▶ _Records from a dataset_
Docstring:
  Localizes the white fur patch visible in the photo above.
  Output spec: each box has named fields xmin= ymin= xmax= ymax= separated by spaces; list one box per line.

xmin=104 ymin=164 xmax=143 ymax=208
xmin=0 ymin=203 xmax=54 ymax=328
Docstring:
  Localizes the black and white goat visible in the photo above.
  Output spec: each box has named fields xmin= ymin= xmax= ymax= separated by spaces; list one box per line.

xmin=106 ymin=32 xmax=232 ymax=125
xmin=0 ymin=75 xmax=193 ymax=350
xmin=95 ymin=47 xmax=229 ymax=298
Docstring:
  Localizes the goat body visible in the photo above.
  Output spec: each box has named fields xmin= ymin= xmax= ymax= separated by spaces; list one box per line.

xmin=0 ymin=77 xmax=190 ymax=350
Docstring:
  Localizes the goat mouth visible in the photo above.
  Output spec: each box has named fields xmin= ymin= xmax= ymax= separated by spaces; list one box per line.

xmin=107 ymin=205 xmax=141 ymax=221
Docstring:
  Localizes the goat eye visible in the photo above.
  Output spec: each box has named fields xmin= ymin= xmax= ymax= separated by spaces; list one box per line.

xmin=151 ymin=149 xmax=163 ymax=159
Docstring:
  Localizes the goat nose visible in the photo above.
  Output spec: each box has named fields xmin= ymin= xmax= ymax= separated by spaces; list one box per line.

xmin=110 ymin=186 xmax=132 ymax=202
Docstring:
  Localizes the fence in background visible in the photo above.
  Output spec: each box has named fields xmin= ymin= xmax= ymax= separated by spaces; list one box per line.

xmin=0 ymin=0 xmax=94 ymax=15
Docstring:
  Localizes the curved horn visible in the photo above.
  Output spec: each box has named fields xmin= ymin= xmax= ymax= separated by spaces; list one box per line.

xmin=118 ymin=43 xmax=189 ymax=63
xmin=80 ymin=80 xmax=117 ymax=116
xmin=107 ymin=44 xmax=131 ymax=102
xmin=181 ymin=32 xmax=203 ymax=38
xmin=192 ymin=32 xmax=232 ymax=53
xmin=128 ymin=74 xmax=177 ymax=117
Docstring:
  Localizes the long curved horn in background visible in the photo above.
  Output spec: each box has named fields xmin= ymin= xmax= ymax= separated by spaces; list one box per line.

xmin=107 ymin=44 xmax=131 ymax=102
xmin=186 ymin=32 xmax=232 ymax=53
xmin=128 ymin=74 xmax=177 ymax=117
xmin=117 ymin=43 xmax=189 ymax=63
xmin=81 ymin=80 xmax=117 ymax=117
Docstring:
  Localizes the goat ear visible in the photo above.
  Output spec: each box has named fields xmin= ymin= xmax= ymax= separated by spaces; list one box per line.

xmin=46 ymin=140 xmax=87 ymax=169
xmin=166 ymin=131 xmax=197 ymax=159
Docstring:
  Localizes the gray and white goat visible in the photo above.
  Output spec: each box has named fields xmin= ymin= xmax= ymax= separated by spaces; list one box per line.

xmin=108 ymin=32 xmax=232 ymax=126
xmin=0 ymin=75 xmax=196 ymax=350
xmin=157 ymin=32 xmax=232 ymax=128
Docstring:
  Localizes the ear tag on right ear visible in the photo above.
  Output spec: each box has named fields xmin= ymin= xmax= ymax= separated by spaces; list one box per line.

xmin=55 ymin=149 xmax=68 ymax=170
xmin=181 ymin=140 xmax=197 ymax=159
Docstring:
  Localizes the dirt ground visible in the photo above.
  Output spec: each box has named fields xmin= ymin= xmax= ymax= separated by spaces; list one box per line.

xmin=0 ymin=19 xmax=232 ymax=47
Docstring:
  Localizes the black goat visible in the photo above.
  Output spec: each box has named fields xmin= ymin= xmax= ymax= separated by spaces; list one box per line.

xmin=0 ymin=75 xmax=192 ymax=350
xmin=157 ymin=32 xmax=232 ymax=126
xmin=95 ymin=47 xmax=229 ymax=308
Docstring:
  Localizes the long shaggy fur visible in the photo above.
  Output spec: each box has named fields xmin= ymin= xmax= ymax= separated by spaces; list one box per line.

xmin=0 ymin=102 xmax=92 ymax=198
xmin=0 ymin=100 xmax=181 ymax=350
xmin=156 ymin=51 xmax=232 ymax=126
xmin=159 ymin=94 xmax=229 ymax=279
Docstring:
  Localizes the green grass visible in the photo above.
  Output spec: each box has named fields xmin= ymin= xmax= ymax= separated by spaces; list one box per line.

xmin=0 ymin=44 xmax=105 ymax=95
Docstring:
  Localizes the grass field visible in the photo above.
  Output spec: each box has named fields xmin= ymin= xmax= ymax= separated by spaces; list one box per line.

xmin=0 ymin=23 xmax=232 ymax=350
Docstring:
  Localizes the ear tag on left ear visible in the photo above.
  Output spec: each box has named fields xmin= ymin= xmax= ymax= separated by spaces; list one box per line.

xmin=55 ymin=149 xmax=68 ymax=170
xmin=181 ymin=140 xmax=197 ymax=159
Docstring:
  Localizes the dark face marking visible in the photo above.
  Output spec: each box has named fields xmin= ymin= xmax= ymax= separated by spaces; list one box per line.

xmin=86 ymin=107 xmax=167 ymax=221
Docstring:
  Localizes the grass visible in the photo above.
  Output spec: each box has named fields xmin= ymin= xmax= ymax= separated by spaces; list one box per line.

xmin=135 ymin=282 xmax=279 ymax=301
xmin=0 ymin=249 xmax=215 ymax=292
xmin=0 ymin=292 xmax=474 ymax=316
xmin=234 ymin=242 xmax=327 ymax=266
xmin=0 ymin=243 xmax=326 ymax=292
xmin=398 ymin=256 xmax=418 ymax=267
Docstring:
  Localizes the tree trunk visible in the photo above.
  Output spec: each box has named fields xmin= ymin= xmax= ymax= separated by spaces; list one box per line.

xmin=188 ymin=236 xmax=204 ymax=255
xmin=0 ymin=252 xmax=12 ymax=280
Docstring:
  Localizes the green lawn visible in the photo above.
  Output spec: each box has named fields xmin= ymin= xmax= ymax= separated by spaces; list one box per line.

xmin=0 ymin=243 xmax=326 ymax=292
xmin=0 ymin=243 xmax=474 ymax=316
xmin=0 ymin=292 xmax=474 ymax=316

▶ _SET PROBLEM_
Switch each "Output spec" in the data above to "Output format" and leave every other part of the lines unchanged.

▶ _OUTPUT FOR THIS TASK_
Docstring:
  Localizes the white fur patch visible in the photo above.
  Output format: each box has named fields xmin= ymin= xmax= ymax= separated by spaces; list one box per line.

xmin=104 ymin=164 xmax=143 ymax=208
xmin=0 ymin=203 xmax=54 ymax=328
Docstring:
  Localizes the black and white goat visible in the photo above.
  Output format: each box has named fields xmin= ymin= xmax= ymax= separated by spaces; list one box per line.

xmin=106 ymin=32 xmax=232 ymax=125
xmin=0 ymin=75 xmax=193 ymax=350
xmin=95 ymin=47 xmax=229 ymax=298
Docstring:
  Localizes the goat body visible in the photo above.
  Output format: each box has named fields xmin= ymin= xmax= ymax= separated by spaces; list one box per line.

xmin=0 ymin=77 xmax=190 ymax=350
Docstring:
  Localizes the goat mouth visible in the photo above.
  Output format: each box has named fields xmin= ymin= xmax= ymax= separated by spaces; list one box per line.

xmin=107 ymin=205 xmax=141 ymax=221
Docstring:
  Localizes the goat eye visible in the photo above.
  Output format: each box has named fields xmin= ymin= xmax= ymax= separated by spaces; list one box per line.

xmin=151 ymin=149 xmax=163 ymax=159
Docstring:
  Localizes the goat nose visible in the photo above.
  Output format: each box has named fields xmin= ymin= xmax= ymax= separated by spaces; list one box per line.

xmin=110 ymin=186 xmax=132 ymax=202
Docstring:
  Localizes the fence in background visible in the photo above.
  Output format: each box has named fields xmin= ymin= xmax= ymax= separated by spaces; list one box per line.

xmin=0 ymin=0 xmax=94 ymax=15
Docstring:
  Localizes the curved horn visible in the photo above.
  Output format: each box has named fields xmin= ymin= xmax= ymax= separated by spaces; list one box per line.

xmin=118 ymin=43 xmax=189 ymax=63
xmin=80 ymin=80 xmax=117 ymax=116
xmin=107 ymin=44 xmax=131 ymax=102
xmin=181 ymin=32 xmax=203 ymax=38
xmin=192 ymin=32 xmax=232 ymax=53
xmin=128 ymin=74 xmax=177 ymax=117
Docstring:
  Localizes the long curved horn in background visible in the photo above.
  Output format: each box has named fields xmin= ymin= xmax= ymax= separated by spaces; list one box per line.

xmin=107 ymin=44 xmax=131 ymax=102
xmin=186 ymin=32 xmax=232 ymax=53
xmin=128 ymin=74 xmax=177 ymax=117
xmin=117 ymin=43 xmax=189 ymax=63
xmin=81 ymin=80 xmax=117 ymax=117
Docstring:
  Localizes the goat ear visible in the photo above.
  Output format: each box has named fields xmin= ymin= xmax= ymax= separated by spaces; list one box per line.

xmin=46 ymin=140 xmax=87 ymax=169
xmin=166 ymin=131 xmax=197 ymax=159
Docstring:
  Localizes the gray and white goat visible in the photo above.
  Output format: each box has named fields xmin= ymin= xmax= ymax= separated by spaces; list one box per line.

xmin=108 ymin=32 xmax=232 ymax=126
xmin=0 ymin=75 xmax=196 ymax=350
xmin=157 ymin=32 xmax=232 ymax=128
Docstring:
  Localizes the ear tag on right ear visible in the photo above.
  Output format: each box has named fields xmin= ymin= xmax= ymax= separated by spaces; list one box per line.

xmin=55 ymin=149 xmax=68 ymax=170
xmin=181 ymin=140 xmax=197 ymax=159
Docstring:
  Localizes the dirt ground visible in the photo above.
  Output format: each box has named fields xmin= ymin= xmax= ymax= separated by spaces; list one box per line.

xmin=0 ymin=19 xmax=232 ymax=47
Docstring:
  Localizes the black goat visible in the photo above.
  Output format: each box has named fields xmin= ymin= xmax= ymax= separated by spaces; list one box per line.

xmin=0 ymin=75 xmax=192 ymax=350
xmin=157 ymin=32 xmax=232 ymax=126
xmin=95 ymin=47 xmax=229 ymax=308
Docstring:
  Localizes the long shaggy fur visible in the photo above.
  Output format: each box has named fields xmin= ymin= xmax= ymax= separated by spaces; list one box per line.

xmin=0 ymin=102 xmax=92 ymax=198
xmin=0 ymin=100 xmax=181 ymax=350
xmin=156 ymin=51 xmax=232 ymax=126
xmin=159 ymin=94 xmax=229 ymax=279
Docstring:
  Localizes the green grass visible in the photo above.
  Output format: each box has named fields xmin= ymin= xmax= ymax= separated by spaces; list one box per line.

xmin=0 ymin=44 xmax=105 ymax=95
Docstring:
  Localizes the grass field visible in the photo above.
  Output format: each box has named fields xmin= ymin= xmax= ymax= separated by spaces; list one box per line.

xmin=0 ymin=23 xmax=232 ymax=350
Docstring:
  Localizes the ear tag on left ear visible in the photo above.
  Output format: each box has named fields xmin= ymin= xmax= ymax= separated by spaces; list one box per line.

xmin=55 ymin=149 xmax=68 ymax=170
xmin=181 ymin=140 xmax=197 ymax=159
Docstring:
  Localizes the dark face marking visible in the photo above.
  Output format: each box has named fields xmin= ymin= xmax= ymax= separated by spaces; list one box per line.

xmin=86 ymin=107 xmax=167 ymax=221
Docstring:
  Localizes the grass visible in the photo above.
  Output format: each box has named fields xmin= ymin= xmax= ymax= separated by spaces; list one box per line.

xmin=135 ymin=282 xmax=279 ymax=301
xmin=0 ymin=249 xmax=215 ymax=292
xmin=0 ymin=292 xmax=474 ymax=316
xmin=234 ymin=242 xmax=327 ymax=266
xmin=0 ymin=243 xmax=326 ymax=292
xmin=398 ymin=256 xmax=418 ymax=267
Docstring:
  Localizes the tree trunk visible in the photo above.
  Output format: each box has named fields xmin= ymin= xmax= ymax= separated by spaces; list one box per line.

xmin=188 ymin=236 xmax=204 ymax=255
xmin=0 ymin=252 xmax=12 ymax=280
Docstring:
  Localizes the green lawn visible in the photo above.
  Output format: each box has named fields xmin= ymin= xmax= ymax= separated by spaces; list one box per line.

xmin=0 ymin=243 xmax=326 ymax=292
xmin=0 ymin=243 xmax=474 ymax=316
xmin=0 ymin=292 xmax=474 ymax=316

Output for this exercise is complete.